Could you print exactly the lines of the listing below, starting at the line that has "Annotation task: put one keypoint on every instance of the pile" and ending at the line that has "Annotation task: put one keypoint on every instance of the push", and only those lines?

Data provided:
┄┄┄┄┄┄┄┄┄┄

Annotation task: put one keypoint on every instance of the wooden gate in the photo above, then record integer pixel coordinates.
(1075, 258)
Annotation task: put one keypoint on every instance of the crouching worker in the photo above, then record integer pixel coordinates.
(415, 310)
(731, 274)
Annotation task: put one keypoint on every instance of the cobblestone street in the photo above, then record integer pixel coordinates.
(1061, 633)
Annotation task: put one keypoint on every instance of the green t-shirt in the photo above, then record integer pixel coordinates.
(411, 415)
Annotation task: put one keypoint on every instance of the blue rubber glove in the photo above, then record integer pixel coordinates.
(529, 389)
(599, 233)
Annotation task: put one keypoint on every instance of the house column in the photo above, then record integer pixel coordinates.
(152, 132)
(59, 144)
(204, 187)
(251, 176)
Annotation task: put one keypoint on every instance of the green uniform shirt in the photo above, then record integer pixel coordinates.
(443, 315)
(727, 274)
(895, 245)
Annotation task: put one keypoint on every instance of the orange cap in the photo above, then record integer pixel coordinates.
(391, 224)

┄┄┄┄┄┄┄┄┄┄

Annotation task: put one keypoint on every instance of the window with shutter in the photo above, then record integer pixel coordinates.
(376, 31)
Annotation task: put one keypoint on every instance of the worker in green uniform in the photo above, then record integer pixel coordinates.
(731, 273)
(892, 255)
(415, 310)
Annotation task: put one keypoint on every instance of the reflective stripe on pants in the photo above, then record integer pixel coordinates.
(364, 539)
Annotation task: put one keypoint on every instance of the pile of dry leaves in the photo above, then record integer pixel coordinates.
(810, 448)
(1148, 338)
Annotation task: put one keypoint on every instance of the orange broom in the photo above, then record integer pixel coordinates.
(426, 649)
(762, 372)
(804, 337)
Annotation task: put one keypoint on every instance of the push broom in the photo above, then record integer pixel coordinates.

┄┄┄┄┄┄┄┄┄┄

Output below:
Annotation task: put one keypoint on every instance of the pile of dry leaves in the photo above, then record integer pixel coordinates.
(810, 448)
(1148, 338)
Annotation task: put one keypoint on every instance of the orange broom in the photo above, then record integer pixel coordinates.
(426, 649)
(762, 372)
(804, 337)
Annotation task: put one keypoint on every instance of the push broom in the photo above, then record integer pixel coordinates.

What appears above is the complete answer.